Aim of the exercise: Show all the lines in the data below that include the word "tree".

━━━ The input

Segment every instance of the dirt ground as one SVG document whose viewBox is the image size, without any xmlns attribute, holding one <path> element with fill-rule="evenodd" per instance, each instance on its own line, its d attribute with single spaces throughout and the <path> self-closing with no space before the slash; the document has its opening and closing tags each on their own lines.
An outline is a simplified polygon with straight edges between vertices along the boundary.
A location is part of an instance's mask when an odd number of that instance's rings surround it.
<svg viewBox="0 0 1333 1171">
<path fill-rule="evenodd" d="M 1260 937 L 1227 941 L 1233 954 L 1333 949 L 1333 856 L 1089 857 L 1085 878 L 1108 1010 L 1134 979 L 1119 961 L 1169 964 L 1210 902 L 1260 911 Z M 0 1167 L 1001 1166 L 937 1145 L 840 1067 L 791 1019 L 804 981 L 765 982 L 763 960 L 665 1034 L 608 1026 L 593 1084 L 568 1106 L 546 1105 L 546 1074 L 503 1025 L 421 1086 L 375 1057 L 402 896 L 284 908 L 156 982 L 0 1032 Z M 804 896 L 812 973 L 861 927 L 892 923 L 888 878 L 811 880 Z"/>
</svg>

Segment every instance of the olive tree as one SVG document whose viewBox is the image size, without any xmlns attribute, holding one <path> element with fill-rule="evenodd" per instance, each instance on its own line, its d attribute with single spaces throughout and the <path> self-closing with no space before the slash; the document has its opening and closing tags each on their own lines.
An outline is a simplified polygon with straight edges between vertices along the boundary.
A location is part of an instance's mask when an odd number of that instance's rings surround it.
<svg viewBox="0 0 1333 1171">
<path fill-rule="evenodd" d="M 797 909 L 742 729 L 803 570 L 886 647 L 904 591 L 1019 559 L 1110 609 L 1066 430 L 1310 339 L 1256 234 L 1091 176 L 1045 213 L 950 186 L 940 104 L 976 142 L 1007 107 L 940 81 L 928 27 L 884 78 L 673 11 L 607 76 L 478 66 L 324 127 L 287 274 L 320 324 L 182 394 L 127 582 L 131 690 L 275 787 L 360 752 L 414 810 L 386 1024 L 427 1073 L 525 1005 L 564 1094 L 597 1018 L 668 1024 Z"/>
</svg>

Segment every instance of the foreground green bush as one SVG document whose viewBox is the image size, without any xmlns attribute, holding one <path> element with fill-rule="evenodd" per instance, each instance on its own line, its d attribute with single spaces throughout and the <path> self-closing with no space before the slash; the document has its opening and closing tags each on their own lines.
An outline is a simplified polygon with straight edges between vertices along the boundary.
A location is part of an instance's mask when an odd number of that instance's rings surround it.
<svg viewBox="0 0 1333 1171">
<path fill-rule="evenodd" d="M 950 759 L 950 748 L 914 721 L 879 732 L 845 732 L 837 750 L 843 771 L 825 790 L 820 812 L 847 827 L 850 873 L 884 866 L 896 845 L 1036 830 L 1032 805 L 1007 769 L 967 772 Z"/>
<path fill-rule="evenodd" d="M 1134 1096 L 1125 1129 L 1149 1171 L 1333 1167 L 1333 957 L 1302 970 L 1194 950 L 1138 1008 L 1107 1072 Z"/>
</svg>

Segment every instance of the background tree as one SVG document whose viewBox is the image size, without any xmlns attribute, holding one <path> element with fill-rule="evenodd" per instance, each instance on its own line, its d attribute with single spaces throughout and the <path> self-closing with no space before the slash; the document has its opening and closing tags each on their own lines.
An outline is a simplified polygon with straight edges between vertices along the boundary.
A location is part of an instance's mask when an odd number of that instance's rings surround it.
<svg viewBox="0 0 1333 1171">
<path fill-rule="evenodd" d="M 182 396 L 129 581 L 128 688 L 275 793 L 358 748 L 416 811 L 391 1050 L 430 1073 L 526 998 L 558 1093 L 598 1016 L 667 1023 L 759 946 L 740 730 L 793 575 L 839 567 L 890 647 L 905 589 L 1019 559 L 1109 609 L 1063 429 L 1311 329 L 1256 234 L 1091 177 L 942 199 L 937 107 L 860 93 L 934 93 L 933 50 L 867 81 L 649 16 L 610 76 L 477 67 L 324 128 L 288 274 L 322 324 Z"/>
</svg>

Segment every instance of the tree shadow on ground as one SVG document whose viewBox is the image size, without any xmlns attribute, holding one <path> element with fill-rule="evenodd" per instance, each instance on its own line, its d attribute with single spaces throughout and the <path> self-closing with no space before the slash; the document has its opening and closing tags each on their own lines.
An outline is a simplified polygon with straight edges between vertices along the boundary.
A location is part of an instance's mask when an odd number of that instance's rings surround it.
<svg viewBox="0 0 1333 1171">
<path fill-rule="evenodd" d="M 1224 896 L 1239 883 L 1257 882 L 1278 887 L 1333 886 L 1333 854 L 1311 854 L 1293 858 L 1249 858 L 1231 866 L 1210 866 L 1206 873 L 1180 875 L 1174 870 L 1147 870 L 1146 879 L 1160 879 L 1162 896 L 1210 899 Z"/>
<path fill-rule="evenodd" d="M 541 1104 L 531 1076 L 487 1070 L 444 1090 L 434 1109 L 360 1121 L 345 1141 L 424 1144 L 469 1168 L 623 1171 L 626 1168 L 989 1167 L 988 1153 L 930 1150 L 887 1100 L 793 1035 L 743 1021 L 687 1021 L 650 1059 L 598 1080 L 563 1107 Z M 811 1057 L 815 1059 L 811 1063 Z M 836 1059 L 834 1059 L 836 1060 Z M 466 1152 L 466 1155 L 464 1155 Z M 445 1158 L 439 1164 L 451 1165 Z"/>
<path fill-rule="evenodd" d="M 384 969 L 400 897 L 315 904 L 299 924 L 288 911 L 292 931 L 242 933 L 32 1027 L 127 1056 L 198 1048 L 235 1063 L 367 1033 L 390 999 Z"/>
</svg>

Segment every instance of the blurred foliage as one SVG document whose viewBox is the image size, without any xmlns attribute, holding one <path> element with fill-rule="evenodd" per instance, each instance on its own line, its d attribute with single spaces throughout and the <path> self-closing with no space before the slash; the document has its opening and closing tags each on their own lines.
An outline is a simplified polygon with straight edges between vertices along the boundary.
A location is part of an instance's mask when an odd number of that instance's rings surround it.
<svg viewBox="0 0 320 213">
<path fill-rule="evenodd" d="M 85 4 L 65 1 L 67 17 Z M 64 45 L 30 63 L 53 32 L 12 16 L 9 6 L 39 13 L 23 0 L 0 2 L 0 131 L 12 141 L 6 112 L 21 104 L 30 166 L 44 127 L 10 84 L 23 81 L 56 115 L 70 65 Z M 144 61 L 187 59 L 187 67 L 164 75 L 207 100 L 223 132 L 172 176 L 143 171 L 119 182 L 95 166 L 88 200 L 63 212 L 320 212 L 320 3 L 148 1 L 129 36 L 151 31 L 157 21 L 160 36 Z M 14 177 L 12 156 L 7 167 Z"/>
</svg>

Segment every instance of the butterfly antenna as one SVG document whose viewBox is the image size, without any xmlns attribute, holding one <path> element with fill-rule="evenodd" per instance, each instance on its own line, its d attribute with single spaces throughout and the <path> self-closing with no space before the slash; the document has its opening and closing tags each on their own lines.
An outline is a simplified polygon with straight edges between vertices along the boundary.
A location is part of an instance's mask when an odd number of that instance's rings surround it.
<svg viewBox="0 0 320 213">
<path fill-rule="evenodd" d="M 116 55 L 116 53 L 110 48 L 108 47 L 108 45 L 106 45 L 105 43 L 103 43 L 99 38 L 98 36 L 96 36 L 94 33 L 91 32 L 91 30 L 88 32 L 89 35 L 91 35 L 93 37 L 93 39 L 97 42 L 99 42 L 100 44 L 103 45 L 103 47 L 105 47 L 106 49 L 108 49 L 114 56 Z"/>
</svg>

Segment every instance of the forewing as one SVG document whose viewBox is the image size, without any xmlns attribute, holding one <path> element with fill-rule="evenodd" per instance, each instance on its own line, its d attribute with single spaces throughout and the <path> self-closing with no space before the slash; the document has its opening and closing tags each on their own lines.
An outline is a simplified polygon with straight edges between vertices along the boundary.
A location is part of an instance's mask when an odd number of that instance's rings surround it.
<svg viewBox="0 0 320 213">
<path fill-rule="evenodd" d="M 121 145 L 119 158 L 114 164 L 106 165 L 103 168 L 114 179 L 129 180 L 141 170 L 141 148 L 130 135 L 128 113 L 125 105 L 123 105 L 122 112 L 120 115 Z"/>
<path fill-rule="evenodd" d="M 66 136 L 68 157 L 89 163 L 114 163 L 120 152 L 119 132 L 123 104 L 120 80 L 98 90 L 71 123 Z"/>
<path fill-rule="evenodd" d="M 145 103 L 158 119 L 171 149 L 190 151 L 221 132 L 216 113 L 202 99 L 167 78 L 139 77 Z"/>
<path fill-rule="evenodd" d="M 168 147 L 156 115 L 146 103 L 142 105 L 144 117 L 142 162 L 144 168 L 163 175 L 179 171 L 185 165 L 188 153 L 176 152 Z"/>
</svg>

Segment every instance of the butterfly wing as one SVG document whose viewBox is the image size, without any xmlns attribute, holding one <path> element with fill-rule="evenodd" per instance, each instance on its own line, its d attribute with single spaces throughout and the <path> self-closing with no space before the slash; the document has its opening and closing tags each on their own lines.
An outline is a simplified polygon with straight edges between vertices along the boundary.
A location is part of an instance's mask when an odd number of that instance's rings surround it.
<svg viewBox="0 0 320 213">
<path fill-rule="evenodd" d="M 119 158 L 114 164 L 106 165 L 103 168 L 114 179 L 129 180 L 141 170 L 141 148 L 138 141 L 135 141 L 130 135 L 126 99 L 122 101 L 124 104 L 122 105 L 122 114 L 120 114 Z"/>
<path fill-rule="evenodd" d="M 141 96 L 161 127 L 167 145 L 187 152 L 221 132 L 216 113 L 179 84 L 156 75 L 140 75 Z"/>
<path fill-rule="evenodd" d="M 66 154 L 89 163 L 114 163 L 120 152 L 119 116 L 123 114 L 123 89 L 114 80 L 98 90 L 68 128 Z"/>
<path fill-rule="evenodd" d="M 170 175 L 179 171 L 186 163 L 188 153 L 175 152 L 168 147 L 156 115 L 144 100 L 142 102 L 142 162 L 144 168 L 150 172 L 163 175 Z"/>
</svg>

━━━━━━

Exercise result:
Segment every instance of the olive tree as one SVG document whose viewBox is the image size, without any xmlns attribute, holding one <path> element with fill-rule="evenodd" per instance, each instance on its own line, its d attribute with single spaces throughout and the <path> self-closing with no space before the slash; the document has its opening and closing tags each on their own lines.
Segment every instance of the background tree as one SVG document whose viewBox is the image size, without any xmlns attribute, holding one <path> element with fill-rule="evenodd" per instance, each instance on its own line, its d attribute with single spaces throughout and the <path> self-closing with no space before the slash; the document has its opening and closing tags each on their own lines.
Segment every instance of the tree shadow on ground as one SVG document whose viewBox is the image size, without any xmlns attribute, holding one <path> element with fill-rule="evenodd" per instance, each instance on its own line, its d attribute with single spaces throughout and the <path> self-closing with no space before the slash; the document has its opening and closing tags each on their own lines.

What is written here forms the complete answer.